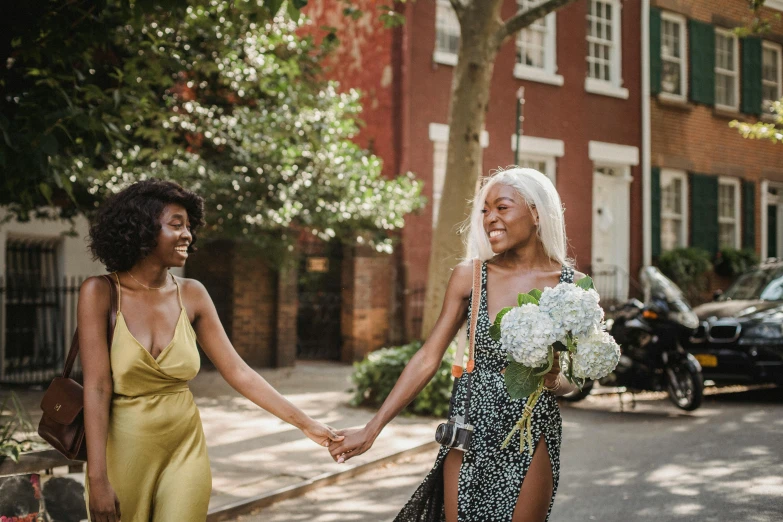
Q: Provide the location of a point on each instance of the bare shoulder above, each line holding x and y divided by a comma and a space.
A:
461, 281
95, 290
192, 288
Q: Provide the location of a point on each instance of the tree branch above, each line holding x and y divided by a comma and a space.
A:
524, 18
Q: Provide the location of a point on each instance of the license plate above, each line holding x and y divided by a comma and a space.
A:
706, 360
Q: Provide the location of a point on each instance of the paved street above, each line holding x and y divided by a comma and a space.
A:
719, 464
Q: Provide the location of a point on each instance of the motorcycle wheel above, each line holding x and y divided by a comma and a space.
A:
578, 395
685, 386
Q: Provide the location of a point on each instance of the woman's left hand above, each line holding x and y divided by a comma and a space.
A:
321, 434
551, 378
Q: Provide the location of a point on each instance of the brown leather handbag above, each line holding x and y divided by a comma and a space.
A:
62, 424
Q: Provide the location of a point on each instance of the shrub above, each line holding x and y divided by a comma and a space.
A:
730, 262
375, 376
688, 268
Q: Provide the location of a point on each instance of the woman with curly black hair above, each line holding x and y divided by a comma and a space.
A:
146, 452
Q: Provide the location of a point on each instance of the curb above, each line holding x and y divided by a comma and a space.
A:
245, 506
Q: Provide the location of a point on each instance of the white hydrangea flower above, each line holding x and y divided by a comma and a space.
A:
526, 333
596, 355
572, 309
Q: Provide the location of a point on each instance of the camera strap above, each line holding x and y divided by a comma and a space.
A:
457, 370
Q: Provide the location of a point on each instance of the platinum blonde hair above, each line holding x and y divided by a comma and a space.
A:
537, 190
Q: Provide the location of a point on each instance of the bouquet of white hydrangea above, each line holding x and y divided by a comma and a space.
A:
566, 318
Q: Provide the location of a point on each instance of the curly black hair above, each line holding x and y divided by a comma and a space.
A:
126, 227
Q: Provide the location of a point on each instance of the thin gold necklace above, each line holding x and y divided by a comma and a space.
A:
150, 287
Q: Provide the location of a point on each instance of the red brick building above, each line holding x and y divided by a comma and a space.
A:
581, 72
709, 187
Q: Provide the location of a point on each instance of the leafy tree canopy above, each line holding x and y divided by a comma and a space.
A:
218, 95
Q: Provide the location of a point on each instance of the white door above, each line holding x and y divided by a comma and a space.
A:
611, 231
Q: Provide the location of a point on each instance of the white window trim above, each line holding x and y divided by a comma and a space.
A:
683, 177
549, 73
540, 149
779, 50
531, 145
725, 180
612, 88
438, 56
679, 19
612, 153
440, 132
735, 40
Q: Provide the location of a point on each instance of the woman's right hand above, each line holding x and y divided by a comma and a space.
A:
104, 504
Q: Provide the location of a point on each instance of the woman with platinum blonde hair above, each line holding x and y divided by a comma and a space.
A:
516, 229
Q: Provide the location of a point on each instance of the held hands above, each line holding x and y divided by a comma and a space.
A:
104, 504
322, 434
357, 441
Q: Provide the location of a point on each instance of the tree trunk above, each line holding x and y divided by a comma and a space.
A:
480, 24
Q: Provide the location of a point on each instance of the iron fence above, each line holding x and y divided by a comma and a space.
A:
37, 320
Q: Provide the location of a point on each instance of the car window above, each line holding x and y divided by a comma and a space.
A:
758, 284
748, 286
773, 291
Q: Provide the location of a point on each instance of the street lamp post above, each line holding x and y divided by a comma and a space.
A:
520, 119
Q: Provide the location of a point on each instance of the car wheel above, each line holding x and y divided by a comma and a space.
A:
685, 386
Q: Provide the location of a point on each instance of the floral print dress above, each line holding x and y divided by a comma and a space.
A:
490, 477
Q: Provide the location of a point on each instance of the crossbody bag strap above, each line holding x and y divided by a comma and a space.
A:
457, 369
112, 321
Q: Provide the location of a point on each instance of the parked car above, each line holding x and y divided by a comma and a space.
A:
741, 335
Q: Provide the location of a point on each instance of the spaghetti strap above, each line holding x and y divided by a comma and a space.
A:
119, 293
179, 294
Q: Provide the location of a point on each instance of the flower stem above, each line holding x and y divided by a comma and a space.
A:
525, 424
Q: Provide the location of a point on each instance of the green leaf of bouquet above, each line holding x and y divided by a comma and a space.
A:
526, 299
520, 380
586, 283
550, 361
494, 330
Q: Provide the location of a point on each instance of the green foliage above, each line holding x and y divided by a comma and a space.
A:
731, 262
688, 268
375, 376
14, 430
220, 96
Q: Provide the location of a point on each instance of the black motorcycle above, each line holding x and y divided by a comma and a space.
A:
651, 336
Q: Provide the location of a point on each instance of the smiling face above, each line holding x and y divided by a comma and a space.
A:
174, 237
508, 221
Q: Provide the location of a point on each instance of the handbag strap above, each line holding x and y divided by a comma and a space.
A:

--------------------------------------------------

Repeat the entries verbatim; no pictures.

Answer box
Q: Provide the location of a point on each instance of the bare shoulder above, each line holding x and y divided by a comma and a space.
A:
461, 281
95, 290
192, 288
Q: Provide the location of a point on each instance of the tree branch above, each line holding x and y divided by a comma and a space.
A:
524, 18
Q: Provide the location of a point on each instance of the license plate above, each line holding x and y divided by a comma and a space.
A:
706, 360
Q: Provide the location of a point on each instance of the paved street above, each line holding x and y divided by a comma and a space.
A:
719, 464
Q: Provide the location of a point on each instance of the motorcycle wheel above, each line holding x and y divided by a comma and a space.
A:
578, 395
685, 386
Q: Provide the location of a point on each instance of the woman's left hand above, each line holding x and y divided by a comma and a space.
A:
321, 434
551, 378
Q: Provide the location of a point on each instance of the brown leather handbag above, each line holding x and y divided by a comma and a space.
A:
62, 424
Q: Provide the location of a point on each instance of the shrub above, each line holding x and y divided by a comma and a space.
A:
730, 262
375, 376
688, 268
Q: Provide the location of a point on each instance of the woman with curly black hair above, each line holding x and y divided by a comma and a space.
A:
146, 452
Q: Provide the location of a point on each instance of the curb above, each line holding x and y divided by a comma and a space.
A:
245, 506
Q: Provide the location of a point on each instance of the white hydrangea flower above, each line holding x and y divided by a comma and a space.
A:
526, 333
596, 355
572, 309
Q: Provide the location of a point on each instance of the camera strap above, each line holding x and y divided by a comma and a space.
A:
457, 370
Q: Provide the location of a point on each instance of the platinum blonde hair above, each line holding x and y divided by a comma and a space.
A:
537, 190
Q: Provide the location of a point on each instance of the bouquet of white hydrangea above, each line holding x and y divided by a comma and a space.
A:
566, 318
Q: Provide the location of a point on each instance of the curly black hair above, each line holding x and y divided by a comma and a space.
A:
126, 227
Q: Provide the location of a point on each instance of the thin gold necklace above, each line holding x and y divided by a comma and a space.
A:
150, 287
Q: Provide the location of a point on each instance of the red brick building above, each line holding x and y divided by a comma and a space.
A:
581, 72
709, 187
Q: Provide the location of a point on each instance of the leafy tree canopy above, each line holding x and y divided by a comma and a space.
A:
218, 95
Q: Provide the location of a point on each instance of the white door above, each line holding x and y divided by a comma and a space.
A:
611, 231
Q: Provide the location of a point on each instance of the white window trim above, each line holding x and y divided by a comma and a space.
A:
683, 177
549, 73
540, 149
779, 50
531, 145
725, 180
612, 88
438, 56
679, 19
612, 153
440, 132
735, 40
Q: Provide the location of a point on each instance of the woman's right hand above, each line holding x and y divided by a comma and a space.
A:
104, 504
Q: Provide the location of a point on each instance of the woman with platinum blonde hair above, each line holding x and y divided by a comma and a space.
A:
516, 229
Q: Provide the location of a point on each instance of the held hands above, each line holding x and y divided by a comma and a space.
A:
104, 504
322, 434
357, 441
Q: Provide the location of a point on each instance of the tree trunk above, each line holding x and y divided by a comma and a space.
A:
480, 24
Q: Provide the location of a point on each instance of the iron fence above, each line holding x and y divided by a comma and a space.
A:
37, 320
Q: Provide the location of a point on each instance of the car window above, each line holding x and y divided by a comma and a space.
A:
758, 284
748, 286
773, 291
Q: Provide the location of a point on each instance of the street lamp post above, each line holding x and y divided by a comma and a space.
A:
520, 119
Q: Provide the location of a point on each instance of the car wheel above, each line holding x and y divided by a comma and a space.
A:
685, 386
Q: Provide the location of a point on each instance of the floral print dress above, each line holding x and y divided by a comma and a space.
A:
490, 477
Q: Provide the location of a point on each instance of the crossbody bag strap above, each line holding x and y divided by a comma and a space.
A:
457, 369
112, 321
Q: Provide the location of a point on each instance of the parked car above, each line holding x and y divided by a comma and a space.
A:
741, 335
Q: Provide the location of a point on each instance of the spaghetti strap above, each line holding x and y divided by a comma and a space.
A:
119, 293
179, 294
Q: Provide the location of a point on each instance of the flower stem above, each line holding x and y divided by a comma and a space.
A:
525, 424
Q: Provide the location of a point on each instance of the green leaf of bouquet above, each line holding x and y divided by a comma and a space.
A:
526, 299
520, 380
586, 283
550, 361
494, 330
Q: Provide the location of a point on each instance of the green foliage above, each line holding x and y divided by a comma and a space.
A:
731, 262
688, 268
375, 376
14, 430
220, 96
Q: Provide the location of a point on each instance of the black motorcycle above, each line holding x and y divided by a comma and a space.
A:
651, 336
Q: Provide the location of a point on each instance of the smiling face above, each line holding x and y divided by a comma and a space.
A:
174, 237
508, 221
Q: Provide the location of a point on each instance of the handbag strap above, each line holding x and y divided by a comma and a space.
A:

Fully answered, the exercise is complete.